[Regels uit een segmentatiedataset]
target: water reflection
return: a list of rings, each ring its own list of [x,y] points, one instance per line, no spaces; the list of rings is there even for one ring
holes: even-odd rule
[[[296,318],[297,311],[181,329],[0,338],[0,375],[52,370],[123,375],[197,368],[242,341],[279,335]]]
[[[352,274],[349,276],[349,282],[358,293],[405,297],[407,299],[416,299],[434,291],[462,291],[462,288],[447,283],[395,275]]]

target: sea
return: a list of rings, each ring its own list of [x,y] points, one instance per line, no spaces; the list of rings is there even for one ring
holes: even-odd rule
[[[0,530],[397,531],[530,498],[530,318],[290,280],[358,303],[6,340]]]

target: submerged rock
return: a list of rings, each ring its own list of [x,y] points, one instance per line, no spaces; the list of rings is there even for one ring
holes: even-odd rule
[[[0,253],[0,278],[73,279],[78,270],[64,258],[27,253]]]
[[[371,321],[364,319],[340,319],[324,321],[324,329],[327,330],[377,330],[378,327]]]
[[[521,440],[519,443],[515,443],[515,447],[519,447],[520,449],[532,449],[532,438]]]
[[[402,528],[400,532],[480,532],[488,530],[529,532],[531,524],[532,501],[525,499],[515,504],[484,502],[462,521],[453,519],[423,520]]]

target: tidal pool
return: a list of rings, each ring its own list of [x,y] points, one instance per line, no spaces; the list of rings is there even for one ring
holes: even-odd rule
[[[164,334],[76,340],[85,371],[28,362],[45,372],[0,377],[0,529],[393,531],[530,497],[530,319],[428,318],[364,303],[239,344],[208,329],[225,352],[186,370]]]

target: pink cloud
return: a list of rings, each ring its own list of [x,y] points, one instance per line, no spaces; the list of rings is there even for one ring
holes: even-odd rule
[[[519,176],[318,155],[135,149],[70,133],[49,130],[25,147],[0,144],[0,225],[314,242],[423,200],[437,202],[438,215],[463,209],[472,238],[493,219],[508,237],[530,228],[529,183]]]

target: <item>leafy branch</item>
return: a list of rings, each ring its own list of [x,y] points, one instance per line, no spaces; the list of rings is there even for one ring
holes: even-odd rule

■ **Opgavedetails**
Pas de bovenstaande regels aan door overal "even-odd rule" te vervangen door "nonzero rule". Laat al het andere ongewijzigd.

■ **Taakuitvoer**
target: water reflection
return: a list of rings, each ring its own list of [x,y] points, one instance per line, no spaces; the list of rings is there even for one ring
holes: nonzero rule
[[[296,318],[297,311],[181,329],[0,338],[0,375],[52,370],[123,375],[197,368],[242,341],[279,335]]]
[[[352,274],[349,276],[349,282],[358,293],[405,297],[407,299],[416,299],[434,291],[462,291],[462,288],[447,283],[395,275]]]

target: sea
return: a list of rings, each ring its own list of [x,y] points, one instance per line, no spaces; the list of rings is there even for one ring
holes: nonzero rule
[[[0,530],[397,531],[530,498],[530,318],[290,280],[358,303],[6,340]]]

target: submerged rock
return: a list of rings, each ring its own list of [x,y] points, one instance per line, no spaces; the list of rings is there even for one ring
holes: nonzero rule
[[[0,253],[0,278],[73,279],[78,270],[64,258],[27,253]]]
[[[371,321],[364,319],[340,319],[324,321],[324,329],[327,330],[377,330],[378,327]]]
[[[521,440],[519,443],[515,443],[515,447],[519,447],[520,449],[532,449],[532,438]]]
[[[402,528],[400,532],[480,532],[488,530],[529,532],[531,524],[532,501],[525,499],[515,504],[484,502],[462,521],[453,519],[423,520]]]

target: tidal pool
return: a list of rings, each ring its own list of [x,y] points, one instance per line, no spaces; the list of rings is there even for one ring
holes: nonzero rule
[[[164,334],[76,340],[85,371],[28,362],[45,372],[0,377],[0,529],[393,531],[530,497],[530,319],[428,318],[364,303],[239,344],[208,329],[225,352],[186,370]]]

target: pink cloud
return: a list of rings, each ring its own list of [x,y] points, one instance per line, no spaces; the list of rings is there even for one ring
holes: nonzero rule
[[[519,176],[318,155],[135,149],[70,133],[49,130],[25,147],[0,144],[0,225],[314,242],[423,200],[437,202],[438,215],[463,209],[472,238],[493,219],[508,237],[530,228],[529,183]]]

target: <item>leafy branch</item>
return: a list of rings, each ring its own list of [x,y] points, one instance per line, no spaces; the list of rings is there even for one ring
holes: nonzero rule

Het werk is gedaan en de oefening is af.